— SHORT EXERCISE —
Rewrite every line from the one containing "Where can the flower stem" through the end of the items, requests included. Scale each coordinate in the answers by 2.35 and round to whole numbers, with halves rounding up.

— RECORDS FOR THE TASK —
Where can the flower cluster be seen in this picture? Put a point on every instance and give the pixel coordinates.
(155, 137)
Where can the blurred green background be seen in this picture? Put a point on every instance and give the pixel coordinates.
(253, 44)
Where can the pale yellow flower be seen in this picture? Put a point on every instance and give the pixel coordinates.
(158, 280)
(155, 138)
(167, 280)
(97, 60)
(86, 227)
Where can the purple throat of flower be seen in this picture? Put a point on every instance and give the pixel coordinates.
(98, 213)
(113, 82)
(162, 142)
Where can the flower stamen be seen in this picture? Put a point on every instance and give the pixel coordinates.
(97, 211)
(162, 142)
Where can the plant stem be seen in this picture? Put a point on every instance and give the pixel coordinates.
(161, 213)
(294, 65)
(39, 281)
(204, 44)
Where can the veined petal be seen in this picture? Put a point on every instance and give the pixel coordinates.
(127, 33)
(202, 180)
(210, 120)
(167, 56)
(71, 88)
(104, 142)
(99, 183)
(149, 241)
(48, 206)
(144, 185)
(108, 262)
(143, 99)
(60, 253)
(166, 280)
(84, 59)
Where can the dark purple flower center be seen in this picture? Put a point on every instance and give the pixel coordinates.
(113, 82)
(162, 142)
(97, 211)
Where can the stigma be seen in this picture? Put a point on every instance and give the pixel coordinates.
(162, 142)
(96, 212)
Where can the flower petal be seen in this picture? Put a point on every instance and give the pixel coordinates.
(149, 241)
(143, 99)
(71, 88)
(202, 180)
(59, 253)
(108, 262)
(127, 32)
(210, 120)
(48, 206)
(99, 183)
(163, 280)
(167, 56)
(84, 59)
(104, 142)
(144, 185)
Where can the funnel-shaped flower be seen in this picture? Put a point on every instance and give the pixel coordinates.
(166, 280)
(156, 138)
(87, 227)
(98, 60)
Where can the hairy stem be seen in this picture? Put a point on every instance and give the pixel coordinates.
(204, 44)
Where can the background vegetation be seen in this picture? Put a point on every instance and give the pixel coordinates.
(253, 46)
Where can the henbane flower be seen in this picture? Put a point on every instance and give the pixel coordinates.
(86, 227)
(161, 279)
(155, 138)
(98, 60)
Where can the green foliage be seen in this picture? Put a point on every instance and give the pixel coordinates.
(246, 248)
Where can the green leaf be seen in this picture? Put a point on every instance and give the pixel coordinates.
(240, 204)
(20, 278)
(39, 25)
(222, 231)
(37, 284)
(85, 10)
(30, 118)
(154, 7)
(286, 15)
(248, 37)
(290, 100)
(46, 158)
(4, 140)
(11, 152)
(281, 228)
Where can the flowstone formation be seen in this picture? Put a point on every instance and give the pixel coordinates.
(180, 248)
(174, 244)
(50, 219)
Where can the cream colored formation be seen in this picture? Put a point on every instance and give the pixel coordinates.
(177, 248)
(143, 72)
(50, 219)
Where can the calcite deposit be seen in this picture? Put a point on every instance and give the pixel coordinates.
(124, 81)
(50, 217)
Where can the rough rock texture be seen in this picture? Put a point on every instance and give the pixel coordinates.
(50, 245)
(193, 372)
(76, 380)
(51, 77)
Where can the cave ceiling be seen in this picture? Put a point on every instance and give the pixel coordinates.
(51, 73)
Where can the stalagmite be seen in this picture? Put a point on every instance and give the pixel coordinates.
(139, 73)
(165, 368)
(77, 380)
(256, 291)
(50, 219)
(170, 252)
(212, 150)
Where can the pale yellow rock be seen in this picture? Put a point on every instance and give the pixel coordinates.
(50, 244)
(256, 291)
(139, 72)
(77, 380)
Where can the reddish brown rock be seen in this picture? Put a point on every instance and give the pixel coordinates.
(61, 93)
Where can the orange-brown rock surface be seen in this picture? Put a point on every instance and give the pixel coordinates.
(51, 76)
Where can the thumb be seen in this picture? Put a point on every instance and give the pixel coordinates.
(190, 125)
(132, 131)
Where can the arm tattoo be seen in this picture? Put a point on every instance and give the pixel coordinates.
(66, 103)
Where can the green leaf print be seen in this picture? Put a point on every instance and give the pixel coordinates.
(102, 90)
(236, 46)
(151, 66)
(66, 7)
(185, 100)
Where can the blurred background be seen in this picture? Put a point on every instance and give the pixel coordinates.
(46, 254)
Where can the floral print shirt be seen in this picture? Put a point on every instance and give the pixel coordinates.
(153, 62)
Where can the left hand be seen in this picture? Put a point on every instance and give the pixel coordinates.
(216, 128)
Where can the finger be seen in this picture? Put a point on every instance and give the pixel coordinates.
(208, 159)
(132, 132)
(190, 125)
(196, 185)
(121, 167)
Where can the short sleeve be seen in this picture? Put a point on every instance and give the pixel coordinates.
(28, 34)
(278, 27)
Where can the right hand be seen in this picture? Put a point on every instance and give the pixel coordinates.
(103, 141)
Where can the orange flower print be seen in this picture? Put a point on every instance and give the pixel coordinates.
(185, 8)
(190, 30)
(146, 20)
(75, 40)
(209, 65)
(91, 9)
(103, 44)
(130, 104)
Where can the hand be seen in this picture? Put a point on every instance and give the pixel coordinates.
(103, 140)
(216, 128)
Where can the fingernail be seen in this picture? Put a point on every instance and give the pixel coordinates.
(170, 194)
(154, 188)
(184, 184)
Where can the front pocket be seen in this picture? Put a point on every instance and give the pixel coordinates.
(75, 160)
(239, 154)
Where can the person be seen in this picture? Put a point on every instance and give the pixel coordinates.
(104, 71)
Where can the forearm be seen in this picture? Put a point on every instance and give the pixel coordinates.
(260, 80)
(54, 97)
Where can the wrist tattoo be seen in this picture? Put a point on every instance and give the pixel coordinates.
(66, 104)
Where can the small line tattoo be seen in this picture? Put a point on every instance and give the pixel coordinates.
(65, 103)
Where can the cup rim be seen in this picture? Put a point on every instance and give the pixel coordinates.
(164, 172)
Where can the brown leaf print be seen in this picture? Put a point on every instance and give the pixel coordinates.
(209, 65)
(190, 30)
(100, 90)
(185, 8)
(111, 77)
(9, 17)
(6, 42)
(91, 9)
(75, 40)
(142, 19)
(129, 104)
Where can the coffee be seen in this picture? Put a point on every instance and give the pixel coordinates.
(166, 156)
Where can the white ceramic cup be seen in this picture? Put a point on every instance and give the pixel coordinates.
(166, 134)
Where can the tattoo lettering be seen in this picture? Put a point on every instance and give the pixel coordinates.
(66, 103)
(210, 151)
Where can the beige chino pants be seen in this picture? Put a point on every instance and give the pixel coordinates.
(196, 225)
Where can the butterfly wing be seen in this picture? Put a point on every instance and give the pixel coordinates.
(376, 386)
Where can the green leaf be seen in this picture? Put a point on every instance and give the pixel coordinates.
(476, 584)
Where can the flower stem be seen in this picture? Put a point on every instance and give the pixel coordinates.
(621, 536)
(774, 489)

— RESULT BELOW —
Where can the flower stem be seen in this picture? Put a point on every instance and give the pixel coordinates.
(1459, 1260)
(1819, 1149)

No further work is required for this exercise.